Zu erledigen:
[1] Schreiben Sie aus der Filmbesprechung den Teil ab, der bei „Einigen Lesern ist“ beginnt und bei „Dauer: 114 Minuten.“ endet.
[2] Wie lange dauert der Film laut der Filmbesprechung?
[3] Führen Sie die Filmbesprechung zu „Der Fluch der goldenen Blume“ im Anschluss an ihren letzten Satz fort.

Textabschnitt:
****

Einigen Lesern ist bestimmt aufgefallen, daß ich in der rechten Spalte meines Blogs seit längerer Zeit das Cover meines neuen Buchs präsen...

Dienstag, 8. Januar 2013

DER FLUCH DER GOLDENEN BLUME (2006)

Originaltitel: Man cheng jin dai huang jin jia
Regie und Drehbuch: Zhang Yimou, Musik: Shigeru Umebayashi
Darsteller: Gong Li, Chow Yun-Fat, Jay Chou, Liu Ye, Qin Junjie, Ni Dahong, Li Man, Chen Jin, Aaron Shang
Man cheng jin dai huang jin jia
(2006) on IMDb Rotten Tomatoes: 66% (6,4); weltweites Einspielergebnis: $78,6 Mio.
FSK: 12, Dauer: 114 Minuten.

China zur Zeit der Tang-Dynastie im 10. Jahrhundert nach Christus: Der frühere Offizier Ping (Chow Yun-Fat, "Fluch der Karibik 3") ist durch die Hochzeit mit der kaiserlichen Prinzessin (Gong Li, "Hannibal Rising") schließlich zum Kaiser geworden. Seine Herrschaft ist weitgehend unangefochten, doch innerhalb des kaiserlichen Palastes brodelt es. Denn ehe er die jetzige Kaiserin ehelichte, war der sehr machtbewußte Ping bereits einmal verheiratet und brachte einen Sohn namens Wan (Liu Ye, "Balzac und die kleine chinesische Schneiderin") in die Ehe ein, der nun der Kronprinz ist. Obwohl er mit der Kaiserin zwei weitere Söhne bekam, gibt es keine Liebe zwischen den beiden. Stattdessen werden von nahezu allen Beteiligten geduldig raffinierte Intrigen gesponnen, deren Ziel vor allem Machterhaltung oder -erlangung ist, aber auch die Befriedigung persönlicher Leidenschaften und Rachegelüste ...

****

Datenauszug:
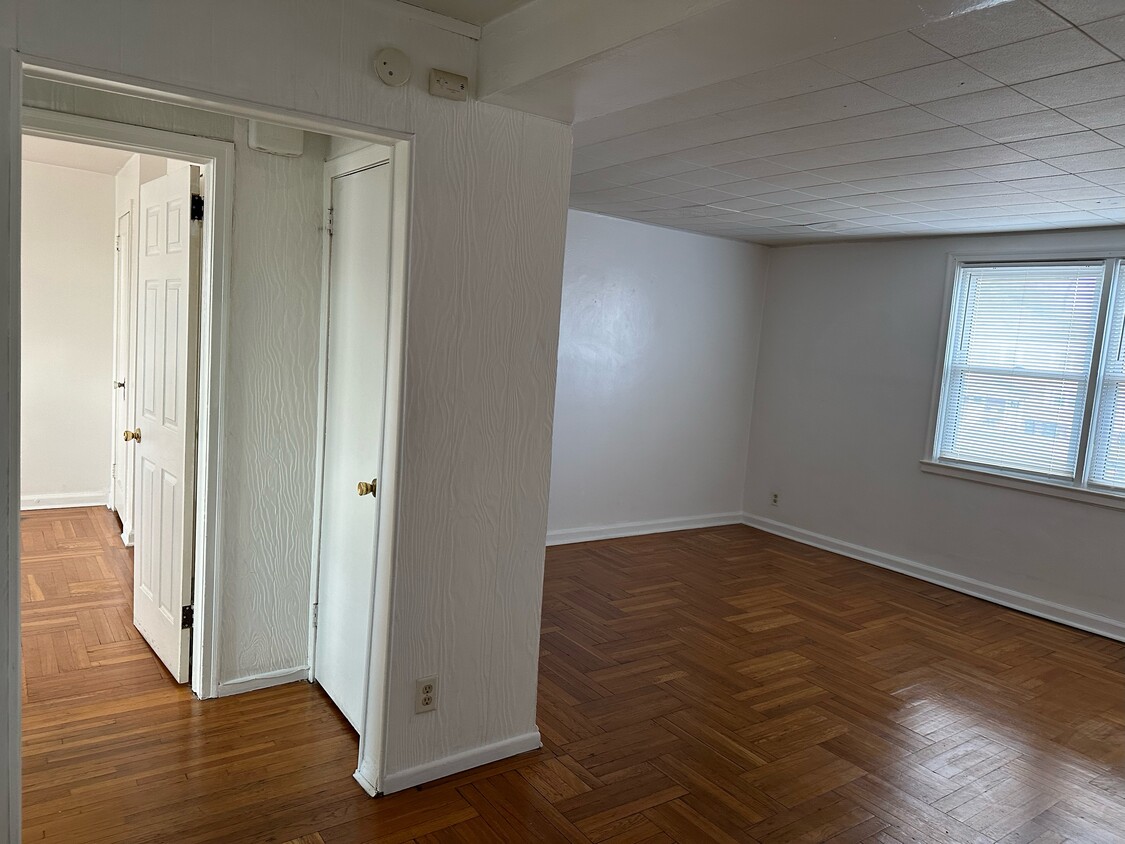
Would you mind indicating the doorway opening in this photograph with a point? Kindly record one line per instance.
(270, 359)
(109, 335)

****

Ergebnisse:
[1]
Einigen Lesern ist bestimmt aufgefallen, daß ich in der rechten Spalte meines Blogs seit längerer Zeit das Cover meines neuen Buchs präsen...

Dienstag, 8. Januar 2013

DER FLUCH DER GOLDENEN BLUME (2006)

Originaltitel: Man cheng jin dai huang jin jia
Regie und Drehbuch: Zhang Yimou, Musik: Shigeru Umebayashi
Darsteller: Gong Li, Chow Yun-Fat, Jay Chou, Liu Ye, Qin Junjie, Ni Dahong, Li Man, Chen Jin, Aaron Shang
Man cheng jin dai huang jin jia
(2006) on IMDb Rotten Tomatoes: 66% (6,4); weltweites Einspielergebnis: $78,6 Mio.
FSK: 12, Dauer: 114 Minuten.

[2] Der Film dauert 114 Minuten.

[3]
Kritik:
Daß asiatische Filmemacher (und nicht nur die, wie bereits die Existenz der Peking-Oper beweist) ein Faible für dramatische Stoffe shakespear'scher Ausmaße haben, ist nicht erst seit Akira Kurosawas epischer "König Lear"-Adaption "Ran" bekannt. "Der Fluch der goldenen Blume" des vielfach ausgezeichneten chinesischen Regisseurs Zhang Yimou ("Hero", "House of Flying Daggers", "Rote Laterne") ist geradezu ein Paradebeispiel dafür. Die in ihrer unglücklichen Ehe gefangene Kaiserin hatte einst eine Affäre mit ihrem jungen Stiefsohn, der nun jedoch unstandesgemäß in die Tochter des Hof-Apothekers verliebt ist. Deren Mutter wiederum hegt einen alten, intensiven Groll gegen den Kaiser, der aber vor allem damit beschäftigt ist, seine Ehefrau einem quälend langsamen Gifttod auszusetzen – außerdem überlegt er fieberhaft, welcher seiner drei Söhne wohl am geeignetsten als sein künftiger Nachfolger ist. Ja, im alten China ging es offenbar schlimmer zu als in einer typischen Vorabend-Seifenoper. Nur, daß die Intrigen und Liebesdramen (auch Männern) ein Vielfaches mehr Spaß machen, wenn sie von einem Meister seines Fachs wie Zhang Yimou (basierend auf einem chinesischen Theaterstück von Cao Yu aus dem Jahr 1934) geschrieben und in Szene gesetzt wurden.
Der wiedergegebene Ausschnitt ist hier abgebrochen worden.